## Exercise aim
Without including any picture, copy the entries that follow word for word.

## Given records
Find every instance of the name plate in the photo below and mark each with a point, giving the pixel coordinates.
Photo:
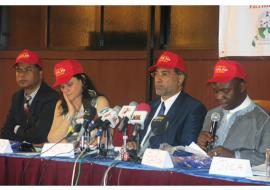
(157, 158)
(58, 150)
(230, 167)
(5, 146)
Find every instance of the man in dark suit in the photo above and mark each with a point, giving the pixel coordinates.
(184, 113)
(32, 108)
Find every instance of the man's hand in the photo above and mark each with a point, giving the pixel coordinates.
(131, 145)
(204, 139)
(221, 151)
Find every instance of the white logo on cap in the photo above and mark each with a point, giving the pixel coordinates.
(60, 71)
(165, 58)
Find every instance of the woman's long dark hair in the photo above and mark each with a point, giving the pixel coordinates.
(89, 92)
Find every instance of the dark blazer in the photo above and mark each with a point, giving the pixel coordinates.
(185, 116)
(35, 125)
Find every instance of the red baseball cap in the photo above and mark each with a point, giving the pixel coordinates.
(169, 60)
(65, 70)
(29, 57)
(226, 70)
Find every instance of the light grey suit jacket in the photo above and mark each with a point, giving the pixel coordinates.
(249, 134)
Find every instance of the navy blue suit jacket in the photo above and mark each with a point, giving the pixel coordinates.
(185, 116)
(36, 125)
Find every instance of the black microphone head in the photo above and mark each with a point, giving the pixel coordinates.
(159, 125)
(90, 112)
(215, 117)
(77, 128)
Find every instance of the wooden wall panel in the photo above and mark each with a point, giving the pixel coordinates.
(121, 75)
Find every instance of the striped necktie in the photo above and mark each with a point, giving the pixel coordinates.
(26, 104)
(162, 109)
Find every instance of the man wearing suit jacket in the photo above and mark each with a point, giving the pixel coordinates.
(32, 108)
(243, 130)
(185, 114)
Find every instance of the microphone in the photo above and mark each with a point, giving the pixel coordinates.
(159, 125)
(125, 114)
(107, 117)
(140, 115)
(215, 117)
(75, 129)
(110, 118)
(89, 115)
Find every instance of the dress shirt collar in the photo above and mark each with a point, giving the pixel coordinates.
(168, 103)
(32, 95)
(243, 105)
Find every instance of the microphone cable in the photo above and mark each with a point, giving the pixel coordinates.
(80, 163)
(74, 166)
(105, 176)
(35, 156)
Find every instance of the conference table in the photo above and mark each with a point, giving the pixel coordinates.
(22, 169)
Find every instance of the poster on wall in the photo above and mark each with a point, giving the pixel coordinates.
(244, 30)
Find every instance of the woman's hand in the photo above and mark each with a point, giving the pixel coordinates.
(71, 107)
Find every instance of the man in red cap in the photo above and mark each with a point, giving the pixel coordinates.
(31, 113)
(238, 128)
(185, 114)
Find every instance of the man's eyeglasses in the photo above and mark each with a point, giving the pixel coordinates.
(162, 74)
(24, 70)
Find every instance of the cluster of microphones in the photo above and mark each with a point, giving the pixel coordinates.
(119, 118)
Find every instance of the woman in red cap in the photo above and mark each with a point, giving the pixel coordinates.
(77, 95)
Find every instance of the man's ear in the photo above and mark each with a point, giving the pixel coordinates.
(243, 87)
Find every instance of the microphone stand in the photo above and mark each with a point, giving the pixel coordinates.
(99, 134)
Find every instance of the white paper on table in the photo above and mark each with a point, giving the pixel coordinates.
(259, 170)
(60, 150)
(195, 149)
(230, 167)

## Result
Find every instance of the name plate in the photo below and mark each with a point, giving the pixel coordinates.
Photo:
(157, 158)
(58, 150)
(230, 167)
(5, 146)
Find every instance of the man in dark suit in the photo above and mark each with a point, giving the pixel coordinates.
(184, 113)
(32, 108)
Find every instance of the man's hand in the photo above and mark each with a point, giving the pixel coordinates.
(131, 145)
(204, 139)
(221, 151)
Find every instance of the white logo on cap in the photo above and mark each with a point, giving the pixel coordinates.
(60, 71)
(165, 58)
Find every instance of the woman's long dark hair in the photo above and mark each with a point, giving the pixel coordinates.
(89, 92)
Find every instance of the dark blazer in the photo above and mark each with a point, giving the pixel coordinates.
(185, 116)
(35, 125)
Find every instance of the red baseball cap in the photo above and mark each with a point, giving the pixel coordinates.
(169, 60)
(65, 70)
(29, 57)
(226, 70)
Find every instance of the light grey suit jacket in the photo above and mark each with a point, giving the pixel coordinates.
(249, 134)
Find every instance of the navy blue suit jacket in the photo above and mark each with a point, giving the pixel coordinates.
(185, 116)
(36, 125)
Find every instance of the black microphone head in the photo above and mark each with a point, giving the pixel coordinates.
(159, 125)
(90, 112)
(215, 117)
(77, 128)
Find every instance of the wooden wall panel in the photo above and mark each with a point, giving the pixel coordinates.
(121, 75)
Find every instance of the striped necktie in the photo above and mark each with a point, giving the pixel coordinates.
(26, 104)
(162, 109)
Find every instance of the man wearing suit jacket in the photo above and mark each with a point, giving the pixel coordinates.
(32, 108)
(243, 130)
(185, 114)
Find every instance of the microphone in the photo above and mark each with a point, giving the pixel coordinates.
(159, 125)
(125, 114)
(107, 117)
(140, 115)
(215, 117)
(75, 129)
(110, 118)
(89, 115)
Find every instance of the dress shirt collar in the photo above and mark each with a point, giving the pixel coordinates.
(168, 103)
(32, 95)
(243, 105)
Find every instance of the microphone cable in the photo above and mark each with a point, giving the pixel coordinates.
(80, 163)
(74, 166)
(105, 176)
(35, 156)
Find every instance of the conference table in the photo above and mark each with a point, giving the pixel coordinates.
(22, 169)
Find every instance of the poster on wall in the photo above and mark each with a point, giving the pixel coordinates.
(244, 30)
Find every instance of the woman's hand in the photo above and mark each with a point, giving the pixel coordinates.
(71, 107)
Find every instance of the man in red cap in the photo above and mark each with a point, giving the pixel coordinates.
(31, 113)
(238, 128)
(185, 114)
Find every instance of the man's eyeglasses in the photo above and mark each with a point, giving the pixel coordinates.
(162, 74)
(24, 70)
Find every instance of the cluster of microphones in the photo above and mark each with a point, giving the pixel coordinates.
(119, 118)
Find every instance of the woman in red cap in the photo above and mark each with a point, giving the pixel coordinates.
(77, 95)
Find every instance of the man's ear in the photo above and mark each with a point, giving the pixel coordinates.
(243, 87)
Find every instance of the microphone stand in the photo above and mark each with a point, giving the pixel coordinates.
(99, 134)
Find every instance of the white paper on table in the photo above and mark each with a point, giving the pixel coordinates.
(259, 170)
(60, 150)
(195, 149)
(230, 167)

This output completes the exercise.